ЗАДАНИЕ A:
Укажите только число строк в записях, где встречается слово «distant»; регистр учитывается.

ОТРЫВОК:
>>>

Старая ведьма Марта Херлоф по распоряжению нотариуса Абсалона должна быть сожжена на костре. Отчаявшись вымолить пощаду, она проклинает лицемерного служителя Церкви, когда-то помиловавшего такую же колдунью, как она, — мать своей будущей молодой жены Анны. И цепная реакция ненависти и лжи в неторопливом ритме скандинавских напевов постепенно начинает набирать свои обороты…

Центральные фигуры священника и его жены весьма характерны и даже символичны для дрейеровской двухполярной картины мира. «Мужская» культура Абсалона, подчинившая все вокруг своим строгим правилам и порядкам, схоластична, рациональна и бездушна. Это мир, неумолимо влекущийся к смерти, с извращенным представлением о безрадостном и безлюбом Боге, от лица которого сумрачные фигуры в черных одеяниях вершат человеческие судьбы. Здесь чистые детские голоса церковного хора равнодушно аккомпанируют жестокостям страшной казни и даже неспешная рысца мирной крестьянской лошади указывает лишь на недостаток хвороста для погребального костра. Но такой умерщвленной реальности неизменно противостоит женское природное начало. Для Дрейера — это изменчивая и непредсказуемая стихия, загадочная, как сама жизнь. Героини его фильмов почти всегда хранительницы и защитницы веры, истины и любви. Они могут, взойдя на вершину праведности, явить святую Жанну или стать духовным центром дома, как добрая и мудрая Ингер. Но также, подобно вампирше Маргарите Шопен, способны опуститься до инфернальных глубин зла, символизируя собой смертоносный и жуткий симптом человеческого греха. Образ молодой Анны словно вобрал в себя эти ипостаси. В ее глубоких и таинственных глазах невинность и чистота соединены с трепещущим пламенем колдовского огня. Здесь угадывается то, что перенял Ларс фон Триер у своего учителя, — это ощущение загадочной амбивалентности женской природы: безумной, святой, порочной, мудрой, покорной, опасной и всегда влекущей.

<<<

ЗАПИСИ:
>>>

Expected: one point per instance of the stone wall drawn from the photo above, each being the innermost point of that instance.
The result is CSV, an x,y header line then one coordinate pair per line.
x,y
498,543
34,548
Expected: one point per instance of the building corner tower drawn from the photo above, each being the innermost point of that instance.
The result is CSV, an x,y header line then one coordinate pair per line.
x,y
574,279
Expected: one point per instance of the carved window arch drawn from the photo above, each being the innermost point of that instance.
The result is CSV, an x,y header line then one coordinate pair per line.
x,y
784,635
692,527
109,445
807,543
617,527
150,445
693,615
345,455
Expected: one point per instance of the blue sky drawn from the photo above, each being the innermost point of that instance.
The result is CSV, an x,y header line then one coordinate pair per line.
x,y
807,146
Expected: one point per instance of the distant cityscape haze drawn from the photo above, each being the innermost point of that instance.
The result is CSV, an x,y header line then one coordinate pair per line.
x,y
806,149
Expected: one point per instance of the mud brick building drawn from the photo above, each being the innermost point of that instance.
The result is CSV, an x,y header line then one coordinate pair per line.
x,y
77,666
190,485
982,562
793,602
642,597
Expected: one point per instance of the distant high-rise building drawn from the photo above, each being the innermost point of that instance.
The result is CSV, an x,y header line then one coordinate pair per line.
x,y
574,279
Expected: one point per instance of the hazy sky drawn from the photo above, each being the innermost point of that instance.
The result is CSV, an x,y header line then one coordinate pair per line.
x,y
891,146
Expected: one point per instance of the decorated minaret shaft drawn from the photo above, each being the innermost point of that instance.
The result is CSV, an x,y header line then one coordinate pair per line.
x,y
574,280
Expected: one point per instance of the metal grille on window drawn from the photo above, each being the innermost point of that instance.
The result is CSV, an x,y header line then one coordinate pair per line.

<<<

ЗАДАНИЕ B:
Объясните в одном–трех предложениях, почему в отрывке о фильме сказано, что образ молодой Анны вобрал в себя обе ипостаси героинь Дрейера.

РЕЗУЛЬТАТ A:
2

РЕЗУЛЬТАТ B:
В глубоких и таинственных глазах Анны невинность и чистота соединены с трепещущим пламенем колдовского огня. Поэтому в ней сходятся праведность, как у святой Жанны и Ингер, и способность опуститься до зла, как у вампирши Маргариты Шопен.